> _Task list_:
[1] From the web-scraping notebook, return the stretch from "# Isolated testing" through "and markdown syntax." word for word.
[2] In the web-scraping notebook, which pickle file does fetch_links open for isolated testing?

> _Text block_:
#### This module loads pickled url files and unpacks them into one list item then visits the links and scrapes the data

In [3]:
import os
import random

from bs4 import BeautifulSoup
import json

from selenium import webdriver
from selenium.webdriver.chrome.options import Options
from selenium.common.exceptions import NoSuchElementException
from selenium.webdriver.support.ui import WebDriverWait
from selenium.webdriver.support import expected_conditions as conditions
from selenium.webdriver.common.by import By
from selenium.common.exceptions import TimeoutException
import re

import pickle as pk



In [8]:
def fetch_links():
    files = os.listdir("../Outputs/links/")
    urls = []

    # for file in files:
    #     print(f"Fetched {file}")
    #     _ = open(("../Outputs/links/" + file), "rb")
    #     urls.append(pk.load(_))
    
    # Isolated testing
    file = open('../Outputs/links/codingkenya.pk','rb') 
    urls.append(pk.load(file))

    urls = [url for sublist in urls for url in sublist]

    print(f"{len(urls)} urls have been unpacked from {len(files)} found files")
    return urls


## Cleaning Function

- This function takes in 'dirty' text and returns cleaned text devoid of formatting and markdown syntax. 
- This is not the final cleaning. Further preprocessing will be done when prepping the data for use by the NLP model. This just makes the data human-readable. 
- The steps taken are:
    1. The data is parsed using a BS4 html parser to remove HTML tags.
    2. Newlines are then replaced with spaces
    3. The '/xa0' character for newline is also removed
    4. '/u2019' character for apostrphe is replaced with an actual apostrophe
    5. '/u2013' unicode for dash is replaced with - if found

In [5]:
def parser(dirty):
        # removing HTML tags
        raw = BeautifulSoup(dirty, "html.parser").get_text()

        text = (
            raw.replace("\n", " ")
            .replace("\xa0", " ")
            .replace("\u2019", "'")
            .replace("\u2013", "-")
            .replace("\u2022", "")
            .replace("\u201c", "")
            .replace("\u201d", '"')
            .replace("\u2014", "—")
        )

        # removing tab spaces and large spaces
        cleaned = " ".join(text.split())

> _Entries_:

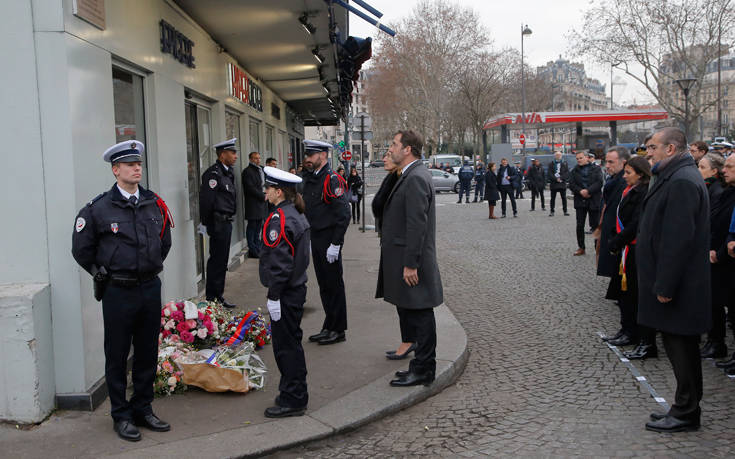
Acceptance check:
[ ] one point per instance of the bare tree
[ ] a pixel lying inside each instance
(657, 42)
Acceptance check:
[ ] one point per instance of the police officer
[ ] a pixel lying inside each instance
(283, 262)
(465, 181)
(328, 214)
(217, 205)
(122, 237)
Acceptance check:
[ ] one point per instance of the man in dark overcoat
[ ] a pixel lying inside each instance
(410, 274)
(255, 204)
(673, 271)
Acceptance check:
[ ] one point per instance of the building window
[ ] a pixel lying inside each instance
(127, 93)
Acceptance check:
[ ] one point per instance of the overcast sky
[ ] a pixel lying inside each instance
(549, 21)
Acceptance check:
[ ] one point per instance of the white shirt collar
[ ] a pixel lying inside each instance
(407, 166)
(127, 195)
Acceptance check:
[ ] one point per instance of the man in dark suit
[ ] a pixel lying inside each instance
(608, 264)
(255, 203)
(673, 271)
(410, 275)
(506, 177)
(586, 184)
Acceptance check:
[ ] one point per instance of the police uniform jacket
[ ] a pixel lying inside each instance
(285, 254)
(111, 232)
(326, 209)
(409, 240)
(673, 251)
(217, 196)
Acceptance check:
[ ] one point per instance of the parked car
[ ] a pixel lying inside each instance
(444, 181)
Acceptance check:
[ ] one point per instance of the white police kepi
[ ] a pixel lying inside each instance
(227, 145)
(277, 177)
(315, 146)
(130, 151)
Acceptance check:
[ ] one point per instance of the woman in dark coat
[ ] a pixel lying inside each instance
(408, 342)
(491, 189)
(722, 199)
(354, 184)
(637, 174)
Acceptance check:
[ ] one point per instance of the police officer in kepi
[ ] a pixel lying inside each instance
(217, 205)
(283, 262)
(328, 213)
(122, 238)
(466, 173)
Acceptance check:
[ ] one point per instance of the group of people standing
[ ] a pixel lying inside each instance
(666, 239)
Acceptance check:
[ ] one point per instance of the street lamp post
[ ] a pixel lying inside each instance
(686, 84)
(524, 31)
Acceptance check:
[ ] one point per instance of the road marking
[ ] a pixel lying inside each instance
(637, 375)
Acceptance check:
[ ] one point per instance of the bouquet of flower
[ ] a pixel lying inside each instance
(184, 321)
(168, 375)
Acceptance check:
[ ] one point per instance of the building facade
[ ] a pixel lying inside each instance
(89, 73)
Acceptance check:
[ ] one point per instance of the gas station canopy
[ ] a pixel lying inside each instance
(603, 118)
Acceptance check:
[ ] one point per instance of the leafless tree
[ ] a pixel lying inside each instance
(657, 42)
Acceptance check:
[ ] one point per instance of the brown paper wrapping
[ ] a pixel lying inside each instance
(215, 379)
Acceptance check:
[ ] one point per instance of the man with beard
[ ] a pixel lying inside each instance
(328, 213)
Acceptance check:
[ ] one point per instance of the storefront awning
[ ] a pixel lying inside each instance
(571, 119)
(277, 42)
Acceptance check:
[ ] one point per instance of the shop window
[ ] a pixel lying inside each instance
(128, 98)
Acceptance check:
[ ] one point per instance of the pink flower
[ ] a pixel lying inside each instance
(187, 337)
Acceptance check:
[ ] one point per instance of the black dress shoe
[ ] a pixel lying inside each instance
(623, 340)
(226, 304)
(672, 424)
(612, 337)
(726, 363)
(318, 336)
(642, 351)
(126, 430)
(655, 416)
(397, 356)
(717, 350)
(283, 412)
(332, 337)
(152, 422)
(413, 379)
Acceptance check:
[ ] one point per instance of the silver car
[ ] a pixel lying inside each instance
(444, 181)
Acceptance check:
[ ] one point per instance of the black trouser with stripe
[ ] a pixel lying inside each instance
(220, 233)
(131, 314)
(288, 351)
(331, 283)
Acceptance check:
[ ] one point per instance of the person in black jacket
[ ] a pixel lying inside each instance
(721, 206)
(126, 233)
(217, 206)
(673, 271)
(255, 204)
(537, 183)
(622, 244)
(557, 174)
(491, 189)
(586, 183)
(282, 270)
(506, 177)
(354, 185)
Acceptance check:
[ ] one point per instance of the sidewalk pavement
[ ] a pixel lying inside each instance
(348, 382)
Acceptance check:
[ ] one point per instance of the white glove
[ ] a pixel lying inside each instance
(332, 253)
(274, 309)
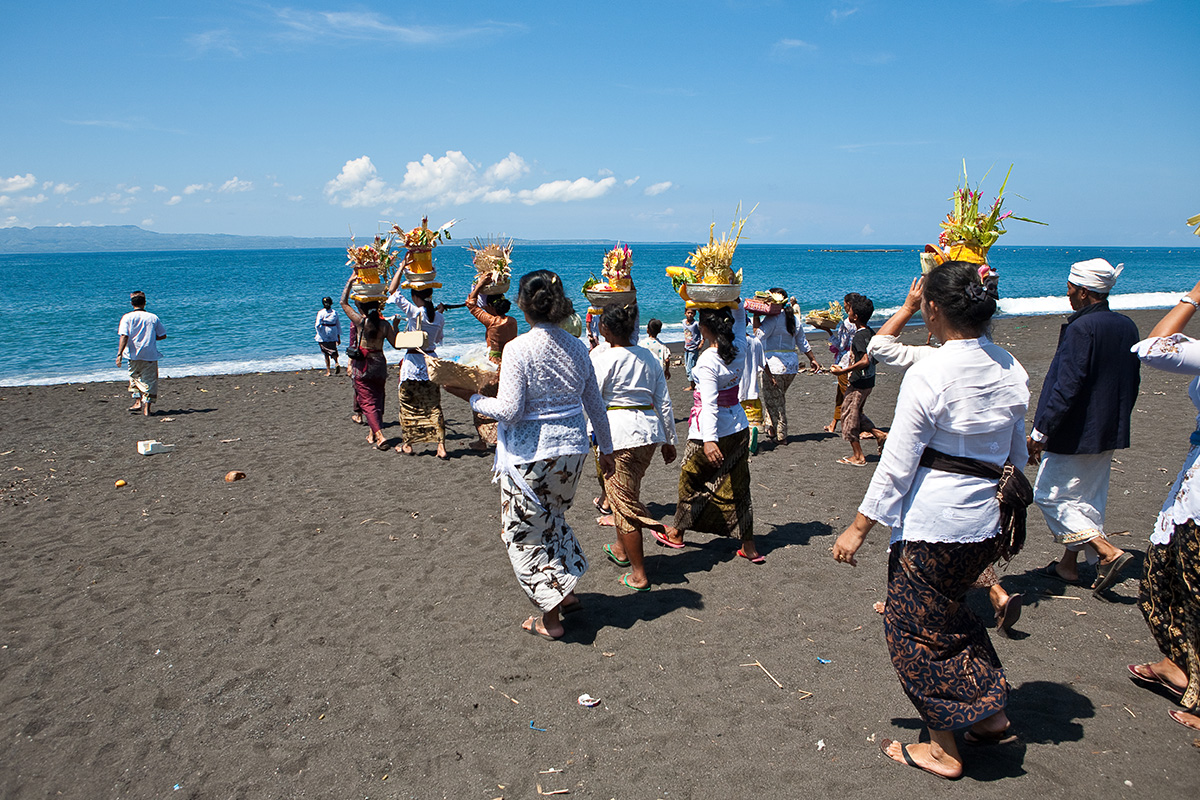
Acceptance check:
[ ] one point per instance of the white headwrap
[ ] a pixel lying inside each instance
(1095, 274)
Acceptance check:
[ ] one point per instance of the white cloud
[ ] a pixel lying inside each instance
(449, 179)
(453, 179)
(17, 182)
(358, 185)
(786, 47)
(507, 169)
(235, 185)
(367, 25)
(581, 188)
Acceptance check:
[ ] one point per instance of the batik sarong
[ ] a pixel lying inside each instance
(546, 557)
(624, 488)
(853, 420)
(774, 404)
(1073, 492)
(717, 499)
(370, 376)
(420, 411)
(940, 649)
(1170, 601)
(144, 379)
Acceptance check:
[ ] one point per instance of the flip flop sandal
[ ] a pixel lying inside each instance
(1146, 674)
(1107, 575)
(533, 629)
(625, 578)
(909, 759)
(612, 557)
(1009, 613)
(666, 542)
(1051, 571)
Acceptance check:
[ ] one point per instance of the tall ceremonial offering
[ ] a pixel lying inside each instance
(420, 244)
(372, 269)
(618, 281)
(967, 233)
(495, 258)
(711, 281)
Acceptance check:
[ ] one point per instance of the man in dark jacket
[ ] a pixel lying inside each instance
(1083, 416)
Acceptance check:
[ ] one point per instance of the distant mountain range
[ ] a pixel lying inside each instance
(114, 239)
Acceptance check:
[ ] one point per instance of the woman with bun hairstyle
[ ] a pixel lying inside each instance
(635, 394)
(781, 336)
(714, 479)
(541, 443)
(957, 434)
(369, 373)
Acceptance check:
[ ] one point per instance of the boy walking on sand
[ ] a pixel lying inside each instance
(861, 374)
(141, 331)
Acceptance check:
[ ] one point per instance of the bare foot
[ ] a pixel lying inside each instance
(537, 626)
(923, 758)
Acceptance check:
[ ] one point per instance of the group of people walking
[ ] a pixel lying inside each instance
(949, 481)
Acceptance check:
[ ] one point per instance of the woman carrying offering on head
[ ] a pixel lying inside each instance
(541, 444)
(369, 372)
(634, 389)
(714, 479)
(420, 400)
(958, 429)
(781, 335)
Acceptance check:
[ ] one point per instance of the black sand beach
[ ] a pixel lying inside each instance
(345, 623)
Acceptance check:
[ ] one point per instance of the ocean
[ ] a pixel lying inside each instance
(231, 312)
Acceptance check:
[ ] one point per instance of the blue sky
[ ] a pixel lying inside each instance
(646, 121)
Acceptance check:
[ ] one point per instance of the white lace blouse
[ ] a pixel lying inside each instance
(780, 346)
(966, 398)
(546, 385)
(412, 367)
(1179, 354)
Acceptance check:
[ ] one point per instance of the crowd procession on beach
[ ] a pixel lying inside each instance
(574, 394)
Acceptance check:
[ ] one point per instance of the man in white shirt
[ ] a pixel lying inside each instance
(141, 331)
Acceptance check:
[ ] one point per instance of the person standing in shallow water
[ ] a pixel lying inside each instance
(141, 331)
(329, 334)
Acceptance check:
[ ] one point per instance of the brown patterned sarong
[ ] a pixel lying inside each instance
(420, 411)
(624, 489)
(1169, 599)
(853, 420)
(940, 649)
(774, 404)
(717, 499)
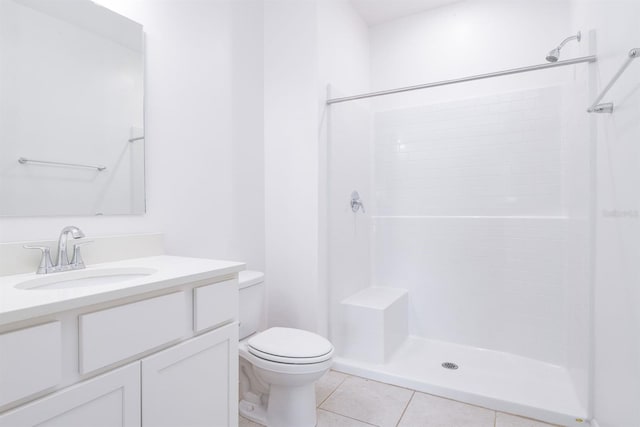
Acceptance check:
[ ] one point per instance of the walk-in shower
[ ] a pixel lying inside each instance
(467, 276)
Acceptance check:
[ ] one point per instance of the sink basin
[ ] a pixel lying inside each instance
(84, 278)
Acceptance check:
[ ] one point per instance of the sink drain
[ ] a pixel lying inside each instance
(449, 365)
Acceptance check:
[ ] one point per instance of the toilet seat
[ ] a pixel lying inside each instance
(290, 346)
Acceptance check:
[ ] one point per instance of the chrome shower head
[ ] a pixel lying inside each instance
(554, 55)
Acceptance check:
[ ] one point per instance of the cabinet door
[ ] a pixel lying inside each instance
(194, 383)
(110, 400)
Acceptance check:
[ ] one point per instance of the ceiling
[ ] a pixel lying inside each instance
(378, 11)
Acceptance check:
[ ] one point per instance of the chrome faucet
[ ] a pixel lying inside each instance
(63, 258)
(62, 263)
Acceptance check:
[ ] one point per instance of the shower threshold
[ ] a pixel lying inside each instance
(492, 379)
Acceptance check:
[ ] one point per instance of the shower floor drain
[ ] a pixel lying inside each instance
(449, 365)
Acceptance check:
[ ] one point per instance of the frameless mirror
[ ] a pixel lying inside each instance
(71, 110)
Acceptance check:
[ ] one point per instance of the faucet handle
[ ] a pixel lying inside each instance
(46, 265)
(76, 261)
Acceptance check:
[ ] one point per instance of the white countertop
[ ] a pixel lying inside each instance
(21, 304)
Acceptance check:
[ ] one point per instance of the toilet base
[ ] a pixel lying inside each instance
(292, 406)
(253, 412)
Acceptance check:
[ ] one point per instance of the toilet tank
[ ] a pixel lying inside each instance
(251, 285)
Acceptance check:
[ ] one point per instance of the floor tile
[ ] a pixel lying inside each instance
(329, 419)
(508, 420)
(369, 401)
(426, 410)
(327, 385)
(243, 422)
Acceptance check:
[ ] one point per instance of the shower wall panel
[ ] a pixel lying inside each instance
(470, 218)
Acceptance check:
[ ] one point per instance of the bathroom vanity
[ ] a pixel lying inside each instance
(142, 342)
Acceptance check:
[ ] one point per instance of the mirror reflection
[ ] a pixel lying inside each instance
(71, 110)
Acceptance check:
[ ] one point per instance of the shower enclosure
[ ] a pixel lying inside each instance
(467, 275)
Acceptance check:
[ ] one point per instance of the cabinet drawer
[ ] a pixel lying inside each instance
(215, 304)
(115, 334)
(30, 361)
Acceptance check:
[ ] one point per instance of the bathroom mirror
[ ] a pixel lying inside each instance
(71, 110)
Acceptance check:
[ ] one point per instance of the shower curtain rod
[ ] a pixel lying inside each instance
(589, 59)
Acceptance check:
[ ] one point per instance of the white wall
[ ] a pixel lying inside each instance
(308, 44)
(616, 385)
(196, 136)
(291, 163)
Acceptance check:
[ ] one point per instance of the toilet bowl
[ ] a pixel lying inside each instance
(278, 369)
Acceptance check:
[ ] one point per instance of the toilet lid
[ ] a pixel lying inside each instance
(287, 345)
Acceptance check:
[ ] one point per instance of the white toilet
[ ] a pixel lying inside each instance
(278, 367)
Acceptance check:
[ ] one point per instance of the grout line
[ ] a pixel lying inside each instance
(346, 416)
(334, 390)
(406, 407)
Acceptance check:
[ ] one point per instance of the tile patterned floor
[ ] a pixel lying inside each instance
(348, 401)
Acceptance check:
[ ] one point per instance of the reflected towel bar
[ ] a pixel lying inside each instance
(23, 161)
(596, 107)
(588, 59)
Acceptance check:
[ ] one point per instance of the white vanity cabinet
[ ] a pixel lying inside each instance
(109, 400)
(164, 358)
(193, 383)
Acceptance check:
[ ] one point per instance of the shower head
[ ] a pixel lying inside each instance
(554, 55)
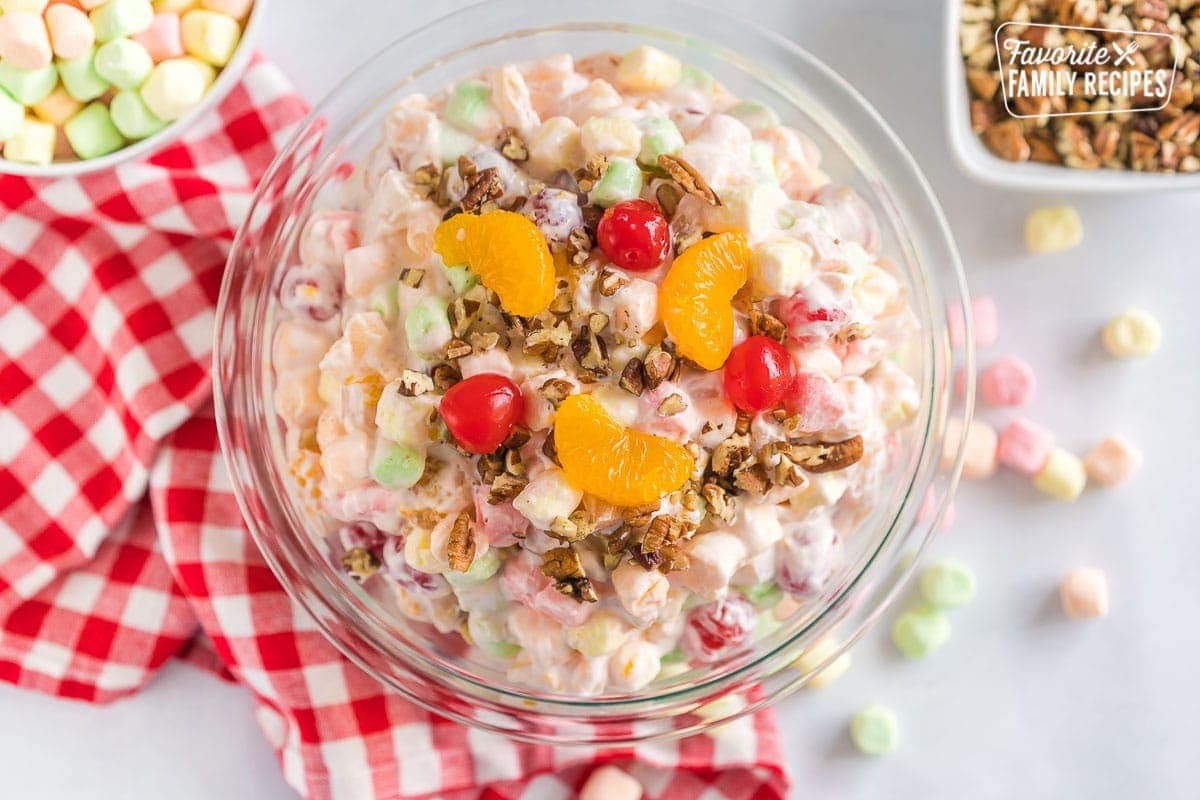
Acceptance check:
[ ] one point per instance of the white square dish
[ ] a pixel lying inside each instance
(979, 163)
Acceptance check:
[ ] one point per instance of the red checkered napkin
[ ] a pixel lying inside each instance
(120, 542)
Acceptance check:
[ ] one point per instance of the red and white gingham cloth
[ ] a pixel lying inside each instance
(120, 542)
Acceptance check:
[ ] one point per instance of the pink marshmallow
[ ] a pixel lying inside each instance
(610, 782)
(1009, 380)
(235, 8)
(23, 41)
(983, 317)
(1024, 446)
(161, 40)
(1113, 461)
(71, 32)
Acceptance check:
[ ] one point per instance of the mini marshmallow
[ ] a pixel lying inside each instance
(1063, 475)
(28, 86)
(984, 320)
(91, 132)
(162, 40)
(610, 782)
(175, 86)
(58, 107)
(1084, 594)
(132, 118)
(123, 62)
(1133, 334)
(12, 114)
(24, 42)
(1113, 461)
(70, 30)
(1053, 229)
(210, 36)
(235, 8)
(815, 655)
(1024, 446)
(1009, 380)
(118, 18)
(978, 447)
(33, 143)
(875, 731)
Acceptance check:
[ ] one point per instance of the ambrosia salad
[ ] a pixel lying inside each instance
(594, 366)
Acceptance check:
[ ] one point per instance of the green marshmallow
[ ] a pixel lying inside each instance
(921, 631)
(427, 326)
(875, 731)
(12, 113)
(79, 77)
(467, 103)
(481, 569)
(621, 181)
(461, 278)
(947, 583)
(454, 143)
(132, 118)
(399, 467)
(754, 114)
(91, 132)
(659, 137)
(123, 62)
(118, 18)
(28, 86)
(763, 595)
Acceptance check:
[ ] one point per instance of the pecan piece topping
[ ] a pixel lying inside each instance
(688, 178)
(461, 545)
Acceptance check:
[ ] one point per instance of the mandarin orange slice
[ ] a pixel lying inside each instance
(695, 299)
(617, 464)
(508, 253)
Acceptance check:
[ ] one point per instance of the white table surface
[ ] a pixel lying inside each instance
(1020, 703)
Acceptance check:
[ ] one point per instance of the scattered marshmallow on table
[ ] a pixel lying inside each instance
(1133, 334)
(1063, 475)
(1053, 229)
(1024, 446)
(978, 447)
(1113, 461)
(1085, 593)
(1008, 380)
(611, 782)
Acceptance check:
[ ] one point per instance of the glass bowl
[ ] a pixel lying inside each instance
(438, 672)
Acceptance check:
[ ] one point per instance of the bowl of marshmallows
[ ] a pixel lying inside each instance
(85, 84)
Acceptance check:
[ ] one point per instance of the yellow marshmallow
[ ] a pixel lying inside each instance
(33, 143)
(1063, 476)
(58, 107)
(210, 36)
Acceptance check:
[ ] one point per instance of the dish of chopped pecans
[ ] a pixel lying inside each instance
(1101, 132)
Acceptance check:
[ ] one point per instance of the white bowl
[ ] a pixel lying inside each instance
(220, 88)
(979, 163)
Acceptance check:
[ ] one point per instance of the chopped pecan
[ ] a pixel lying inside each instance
(505, 487)
(461, 545)
(827, 457)
(633, 377)
(511, 145)
(360, 563)
(688, 178)
(414, 384)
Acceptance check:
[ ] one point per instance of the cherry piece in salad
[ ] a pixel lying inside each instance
(634, 235)
(757, 374)
(481, 411)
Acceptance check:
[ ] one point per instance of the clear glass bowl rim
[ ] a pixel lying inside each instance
(333, 612)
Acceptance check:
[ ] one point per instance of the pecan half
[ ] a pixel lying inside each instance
(461, 545)
(688, 178)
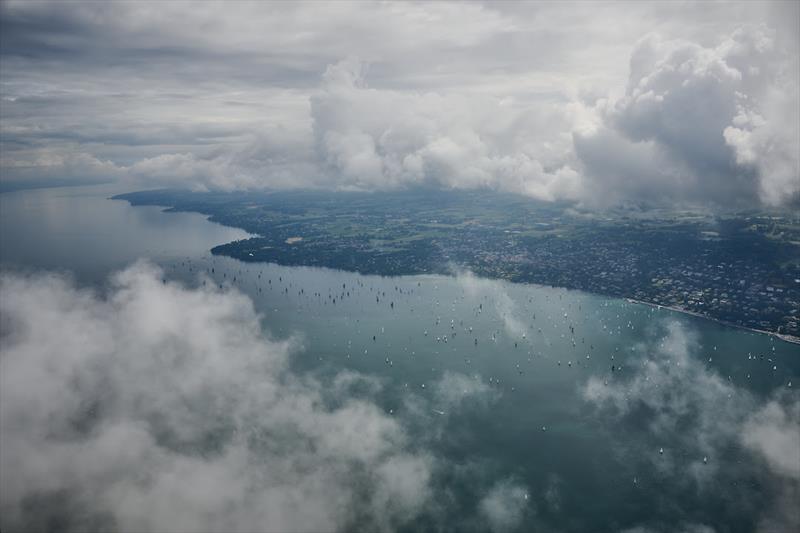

> _Task-by-task results_:
[1]
# Isolated testing
    file = open('../Outputs/links/codingkenya.pk','rb') 
    urls.append(pk.load(file))

    urls = [url for sublist in urls for url in sublist]

    print(f"{len(urls)} urls have been unpacked from {len(files)} found files")
    return urls


## Cleaning Function

- This function takes in 'dirty' text and returns cleaned text devoid of formatting and markdown syntax.

[2] ../Outputs/links/codingkenya.pk